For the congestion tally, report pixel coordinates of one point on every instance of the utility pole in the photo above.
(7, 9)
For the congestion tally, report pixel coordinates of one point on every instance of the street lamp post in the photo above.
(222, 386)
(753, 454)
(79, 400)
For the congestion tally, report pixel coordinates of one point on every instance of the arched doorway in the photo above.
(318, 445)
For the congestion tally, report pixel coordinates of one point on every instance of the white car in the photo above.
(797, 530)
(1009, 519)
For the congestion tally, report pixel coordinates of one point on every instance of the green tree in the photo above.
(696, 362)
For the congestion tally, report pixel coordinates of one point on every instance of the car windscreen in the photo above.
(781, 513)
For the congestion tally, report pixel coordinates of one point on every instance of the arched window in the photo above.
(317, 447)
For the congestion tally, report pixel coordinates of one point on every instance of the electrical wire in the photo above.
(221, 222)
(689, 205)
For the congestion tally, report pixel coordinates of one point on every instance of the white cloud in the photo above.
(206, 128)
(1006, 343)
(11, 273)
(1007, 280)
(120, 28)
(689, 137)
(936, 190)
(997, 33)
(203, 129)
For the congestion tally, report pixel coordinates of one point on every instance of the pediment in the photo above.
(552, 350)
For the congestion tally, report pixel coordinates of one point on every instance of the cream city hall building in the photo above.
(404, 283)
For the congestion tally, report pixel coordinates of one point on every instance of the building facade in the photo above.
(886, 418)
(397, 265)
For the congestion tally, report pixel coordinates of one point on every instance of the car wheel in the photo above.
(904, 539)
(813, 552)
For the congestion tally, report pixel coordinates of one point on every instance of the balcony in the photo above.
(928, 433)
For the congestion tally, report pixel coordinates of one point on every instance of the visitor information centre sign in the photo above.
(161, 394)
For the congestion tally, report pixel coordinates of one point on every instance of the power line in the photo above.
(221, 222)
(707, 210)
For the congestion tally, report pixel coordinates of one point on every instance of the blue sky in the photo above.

= EXERCISE =
Nothing may be omitted. Restate all of the entries exactly.

= EXPECTED ANSWER =
For the congestion tally, report pixel coordinates of one point on every instance of the utility pole in the photo above.
(7, 9)
For the congestion tally, report pixel coordinates of one point on every instance of the street lamp post in the photo above.
(222, 386)
(753, 454)
(79, 400)
For the congestion tally, report pixel coordinates of one point on every instance of the arched doorway in the photo above.
(318, 445)
For the congestion tally, report pixel coordinates of one point on every instance of the white car in the photo above.
(797, 530)
(1009, 519)
For the congestion tally, report pixel coordinates of one point on every instance of the green tree in the photo above.
(696, 362)
For the congestion tally, report pixel coordinates of one point on every instance of the car windscreen in the photo above.
(781, 513)
For the congestion tally, report pixel coordinates of one point on every instance of the arched window in the photo above.
(317, 447)
For the congestion tally, report pixel coordinates of one point on every instance of the electrical wire in the photo above.
(221, 222)
(689, 205)
For the congestion tally, report pixel coordinates of one point on every instance of the white cloud in the photo above.
(206, 128)
(1006, 343)
(11, 273)
(1007, 280)
(120, 28)
(689, 137)
(936, 190)
(997, 33)
(203, 129)
For the congestion tally, report pixel coordinates of one point on every instance of the pediment in the photo above.
(552, 350)
For the congestion tally, report pixel coordinates of one point on every instance of the cream city hall building in the photo above.
(404, 283)
For the congestion tally, report pixel coordinates of one point on every instance of the building facade in the photo above.
(886, 418)
(397, 265)
For the congestion tally, report pixel coordinates of one point on every instance of the car wheel in the photo above.
(904, 539)
(813, 552)
For the congestion tally, report pixel coordinates of one point on every instance of the balcony in the photo above.
(928, 433)
For the congestion tally, report pixel coordinates of one point on every instance of the visitor information centre sign in the photo above.
(161, 394)
For the congestion tally, report pixel coordinates of one point on every instance of the power line in the photo above.
(221, 222)
(707, 210)
For the congestion tally, report pixel coordinates of one point on every instance of the blue sky in the photo above.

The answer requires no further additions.